_To do_
Answer these questions from the house-share letter.
(a) In which city is the Christian house share?
(b) Whom did the housemate attempt to attack, and with what?
(c) Where was the housemate admitted afterward?

_Reading passage_

━━━

I live in a Christian house share in London. Shared living will always throw up challenges, and those moments are good ways to rethink those of our ideas that we hold too rigidly.

They are also times in which you can make a positive influence on those you live with. Recently a housemate had a psychotic episode and attempted to attack his fiancée with a kitchen knife.

To cut a long story short, he was admitted to a secure hospital while we as a house have been trying to get our heads around what happened and deal with the ways it has affected us.

Some in the house are confident this was a demonic presence and have focused on praying out the demon. I however am confident this language is not helpful. I do not think a demon possessed him, but rather he had a psychotic episode and he now needs treatment, time to recover and help to understand triggers.

The conundrum I have is whether I should respect the opinion that a demon possessed my housemate and put it down to the ‘rich tapestry’ of Christian belief or say that their belief is harmful?

━━━

_Given information_
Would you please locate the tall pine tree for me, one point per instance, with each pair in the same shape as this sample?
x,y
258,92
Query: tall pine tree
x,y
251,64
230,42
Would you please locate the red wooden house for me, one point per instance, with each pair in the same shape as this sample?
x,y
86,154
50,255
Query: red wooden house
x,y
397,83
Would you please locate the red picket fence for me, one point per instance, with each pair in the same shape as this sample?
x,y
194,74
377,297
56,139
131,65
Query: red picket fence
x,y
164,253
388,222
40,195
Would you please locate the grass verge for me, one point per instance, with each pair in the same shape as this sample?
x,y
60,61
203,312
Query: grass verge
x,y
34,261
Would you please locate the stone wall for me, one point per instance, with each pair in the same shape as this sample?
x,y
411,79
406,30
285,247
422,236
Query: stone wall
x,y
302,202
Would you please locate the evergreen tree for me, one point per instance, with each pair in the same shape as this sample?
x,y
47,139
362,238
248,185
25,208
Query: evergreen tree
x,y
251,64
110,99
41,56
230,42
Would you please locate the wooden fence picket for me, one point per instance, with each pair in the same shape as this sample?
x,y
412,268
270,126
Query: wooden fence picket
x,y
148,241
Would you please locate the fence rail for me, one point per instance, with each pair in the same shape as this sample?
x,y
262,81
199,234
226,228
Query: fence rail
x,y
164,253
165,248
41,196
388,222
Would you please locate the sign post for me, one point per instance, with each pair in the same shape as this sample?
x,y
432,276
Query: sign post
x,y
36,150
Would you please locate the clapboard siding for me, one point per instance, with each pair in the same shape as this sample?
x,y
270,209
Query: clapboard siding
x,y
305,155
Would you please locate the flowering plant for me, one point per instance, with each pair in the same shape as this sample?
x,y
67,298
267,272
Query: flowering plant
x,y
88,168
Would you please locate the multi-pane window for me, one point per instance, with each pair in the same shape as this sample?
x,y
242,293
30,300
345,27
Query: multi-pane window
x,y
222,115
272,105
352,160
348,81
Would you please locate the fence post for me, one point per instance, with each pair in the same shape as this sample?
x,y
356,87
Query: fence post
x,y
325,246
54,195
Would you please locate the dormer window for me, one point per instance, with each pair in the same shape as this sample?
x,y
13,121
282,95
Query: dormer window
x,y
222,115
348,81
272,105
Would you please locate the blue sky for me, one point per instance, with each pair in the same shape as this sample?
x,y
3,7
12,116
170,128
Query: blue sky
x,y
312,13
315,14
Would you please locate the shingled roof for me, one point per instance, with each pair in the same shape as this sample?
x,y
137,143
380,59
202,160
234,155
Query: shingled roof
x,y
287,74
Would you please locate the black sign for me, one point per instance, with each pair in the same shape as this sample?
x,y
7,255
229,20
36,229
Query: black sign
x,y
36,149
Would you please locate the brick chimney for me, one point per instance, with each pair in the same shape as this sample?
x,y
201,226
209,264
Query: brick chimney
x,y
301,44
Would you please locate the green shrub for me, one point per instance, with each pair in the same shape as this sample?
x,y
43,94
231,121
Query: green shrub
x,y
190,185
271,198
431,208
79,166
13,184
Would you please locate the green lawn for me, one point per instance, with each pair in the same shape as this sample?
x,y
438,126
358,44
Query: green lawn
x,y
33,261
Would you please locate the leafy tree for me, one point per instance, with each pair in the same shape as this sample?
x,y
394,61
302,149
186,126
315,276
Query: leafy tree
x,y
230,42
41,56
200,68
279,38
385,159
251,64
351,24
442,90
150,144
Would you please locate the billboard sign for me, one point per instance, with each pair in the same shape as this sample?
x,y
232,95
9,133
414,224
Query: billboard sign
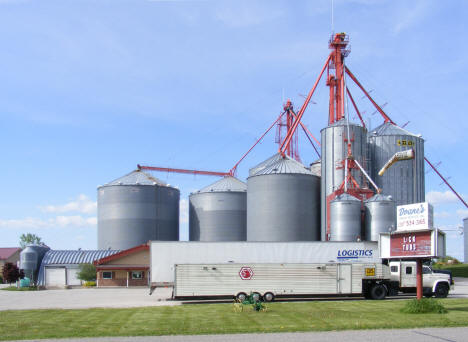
x,y
416,216
411,244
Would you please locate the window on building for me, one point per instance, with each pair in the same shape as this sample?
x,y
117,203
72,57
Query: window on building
x,y
137,274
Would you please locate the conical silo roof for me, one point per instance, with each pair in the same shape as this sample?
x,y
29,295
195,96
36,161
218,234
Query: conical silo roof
x,y
278,164
380,198
388,128
225,184
136,177
345,197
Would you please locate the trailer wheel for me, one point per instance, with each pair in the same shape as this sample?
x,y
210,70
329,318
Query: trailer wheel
x,y
256,297
268,297
241,297
441,291
378,292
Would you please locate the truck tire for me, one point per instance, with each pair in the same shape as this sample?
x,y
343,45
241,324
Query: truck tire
x,y
268,297
241,297
378,292
441,290
256,297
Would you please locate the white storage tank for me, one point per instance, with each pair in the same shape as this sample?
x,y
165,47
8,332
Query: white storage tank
x,y
345,218
380,212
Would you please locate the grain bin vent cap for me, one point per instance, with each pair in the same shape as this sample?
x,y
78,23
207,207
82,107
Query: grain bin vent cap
x,y
380,198
136,177
345,197
342,122
278,164
388,128
225,184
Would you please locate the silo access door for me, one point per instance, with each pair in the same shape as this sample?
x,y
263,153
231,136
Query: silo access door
x,y
344,278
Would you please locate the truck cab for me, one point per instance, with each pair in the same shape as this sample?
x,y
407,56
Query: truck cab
x,y
403,276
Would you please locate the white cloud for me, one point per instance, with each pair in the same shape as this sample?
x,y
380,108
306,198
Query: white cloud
x,y
183,211
59,221
81,205
462,213
438,197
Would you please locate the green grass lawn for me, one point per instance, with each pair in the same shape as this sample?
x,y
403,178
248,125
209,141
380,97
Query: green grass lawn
x,y
222,319
459,270
14,288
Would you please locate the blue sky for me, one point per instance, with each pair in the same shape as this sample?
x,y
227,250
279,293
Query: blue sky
x,y
89,89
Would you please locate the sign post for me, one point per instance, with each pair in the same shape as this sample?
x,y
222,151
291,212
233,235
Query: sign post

━━━

_Solution to this task_
(a) London
(b) His fiancée, with a kitchen knife
(c) A secure hospital